## Begin

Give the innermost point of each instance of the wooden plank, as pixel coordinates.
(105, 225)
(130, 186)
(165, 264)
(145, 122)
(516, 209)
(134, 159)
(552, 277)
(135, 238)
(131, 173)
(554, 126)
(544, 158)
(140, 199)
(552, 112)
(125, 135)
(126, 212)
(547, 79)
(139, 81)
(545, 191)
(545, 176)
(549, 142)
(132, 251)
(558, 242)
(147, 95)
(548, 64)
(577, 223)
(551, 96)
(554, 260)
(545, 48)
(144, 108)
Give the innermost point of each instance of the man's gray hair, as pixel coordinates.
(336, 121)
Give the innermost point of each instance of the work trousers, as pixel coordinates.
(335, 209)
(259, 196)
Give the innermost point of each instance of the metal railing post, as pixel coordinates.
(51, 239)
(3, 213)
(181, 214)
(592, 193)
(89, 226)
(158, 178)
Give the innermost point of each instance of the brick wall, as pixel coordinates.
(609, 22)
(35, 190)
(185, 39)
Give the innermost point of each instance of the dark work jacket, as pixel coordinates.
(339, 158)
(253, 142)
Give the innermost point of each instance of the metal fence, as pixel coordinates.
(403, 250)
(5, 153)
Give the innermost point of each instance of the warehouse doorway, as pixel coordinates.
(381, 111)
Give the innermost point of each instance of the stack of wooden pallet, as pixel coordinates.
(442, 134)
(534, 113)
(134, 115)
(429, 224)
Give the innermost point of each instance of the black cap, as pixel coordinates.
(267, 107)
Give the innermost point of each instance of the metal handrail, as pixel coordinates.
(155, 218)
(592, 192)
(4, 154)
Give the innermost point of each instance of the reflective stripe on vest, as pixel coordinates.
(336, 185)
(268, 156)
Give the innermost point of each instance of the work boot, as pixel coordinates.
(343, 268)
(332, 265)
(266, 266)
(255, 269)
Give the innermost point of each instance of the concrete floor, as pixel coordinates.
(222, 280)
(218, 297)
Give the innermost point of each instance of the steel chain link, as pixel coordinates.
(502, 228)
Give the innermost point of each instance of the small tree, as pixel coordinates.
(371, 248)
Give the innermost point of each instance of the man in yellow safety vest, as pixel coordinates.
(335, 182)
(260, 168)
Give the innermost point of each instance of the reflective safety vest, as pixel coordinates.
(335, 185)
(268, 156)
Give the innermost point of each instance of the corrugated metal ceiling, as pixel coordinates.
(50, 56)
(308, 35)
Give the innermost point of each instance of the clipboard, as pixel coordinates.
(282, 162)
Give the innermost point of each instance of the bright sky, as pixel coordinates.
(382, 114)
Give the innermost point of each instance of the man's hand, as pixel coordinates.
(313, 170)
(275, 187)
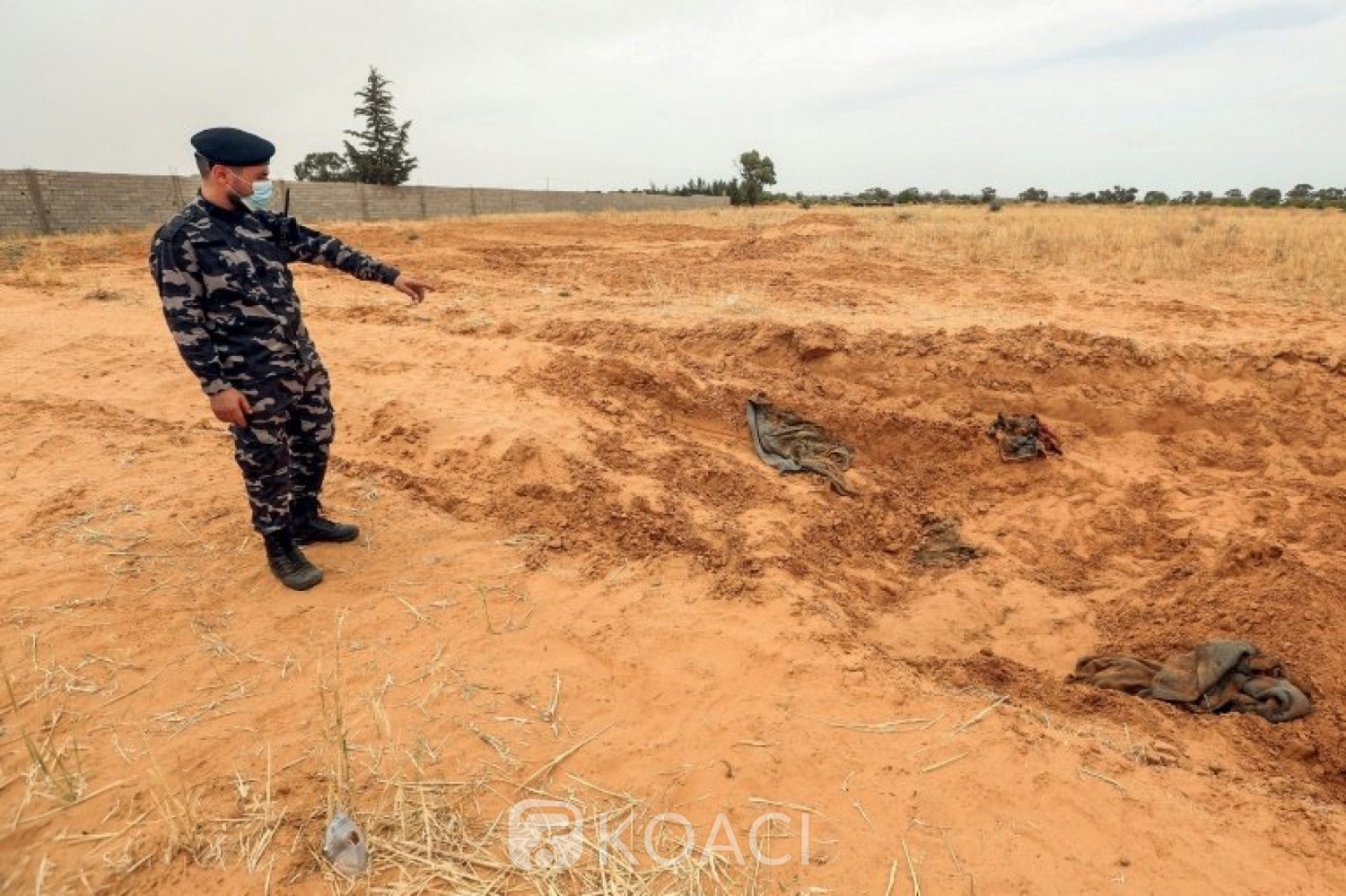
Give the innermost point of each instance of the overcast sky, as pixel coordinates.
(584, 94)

## End
## Begin

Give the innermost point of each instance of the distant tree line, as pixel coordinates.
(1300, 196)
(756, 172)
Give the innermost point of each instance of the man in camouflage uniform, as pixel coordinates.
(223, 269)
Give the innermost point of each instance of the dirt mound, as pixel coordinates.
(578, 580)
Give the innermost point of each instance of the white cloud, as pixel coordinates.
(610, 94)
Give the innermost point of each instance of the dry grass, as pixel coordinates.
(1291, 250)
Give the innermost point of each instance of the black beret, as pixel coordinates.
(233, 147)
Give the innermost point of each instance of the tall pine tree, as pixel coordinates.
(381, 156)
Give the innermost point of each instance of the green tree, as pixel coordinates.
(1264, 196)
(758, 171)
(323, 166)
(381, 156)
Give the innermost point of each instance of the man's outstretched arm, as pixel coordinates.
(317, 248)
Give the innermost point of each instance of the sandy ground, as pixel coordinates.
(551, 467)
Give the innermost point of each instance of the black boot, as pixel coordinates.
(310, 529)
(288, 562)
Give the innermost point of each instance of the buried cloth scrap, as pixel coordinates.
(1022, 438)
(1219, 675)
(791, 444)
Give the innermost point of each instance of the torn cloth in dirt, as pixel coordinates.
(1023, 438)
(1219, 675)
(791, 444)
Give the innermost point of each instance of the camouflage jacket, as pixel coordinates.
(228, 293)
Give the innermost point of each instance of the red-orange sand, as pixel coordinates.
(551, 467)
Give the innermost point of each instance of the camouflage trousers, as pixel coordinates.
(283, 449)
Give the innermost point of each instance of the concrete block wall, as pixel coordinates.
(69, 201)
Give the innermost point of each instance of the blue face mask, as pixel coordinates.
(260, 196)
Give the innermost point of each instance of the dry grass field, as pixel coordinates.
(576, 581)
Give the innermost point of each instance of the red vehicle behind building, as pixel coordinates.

## End

WRITTEN PROBLEM:
Rewrite the material as a numbered list, omitting blank lines. Begin at the line that contains "Give the innermost point of each instance of the green" and stop after the line that contains "Give the innermost point of each instance of the red vehicle".

RESULT FOR THIS EXERCISE:
1. Give the innermost point of each instance of the green tree, as pixel coordinates.
2. (1264, 196)
3. (758, 171)
4. (323, 166)
5. (381, 156)
6. Give the innermost point of each instance of the man's outstretched arm, as pixel coordinates.
7. (317, 248)
8. Give the innermost point of each instance of the sandy ground, as pixel coordinates.
9. (551, 467)
10. Give the innermost point of each instance of the black boot, as pixel coordinates.
11. (310, 529)
12. (288, 562)
13. Give the innermost point of each instance of the buried cloth scrap, as pixel coordinates.
14. (1022, 438)
15. (1219, 675)
16. (791, 444)
17. Give the innermost point of each instance of the torn cloth in dirt, as pixel coordinates.
18. (1023, 438)
19. (1219, 675)
20. (791, 444)
21. Give the innermost point of each instance of the camouflage jacket, as pixel coordinates.
22. (228, 293)
23. Give the innermost point of each instance of the red-orange sand, as pixel coordinates.
24. (551, 467)
25. Give the innermost point of each instance of the camouflage trousers, as pixel coordinates.
26. (283, 449)
27. Give the innermost point of each instance of the concrete block wall, as pixel coordinates.
28. (69, 201)
29. Give the innermost point of each instance of the blue face mask, as pixel coordinates.
30. (260, 196)
31. Give the innermost point of each instance of the dry grass field, as pixel coordinates.
32. (576, 581)
33. Give the innermost point of each instance of the red vehicle behind building, as pixel coordinates.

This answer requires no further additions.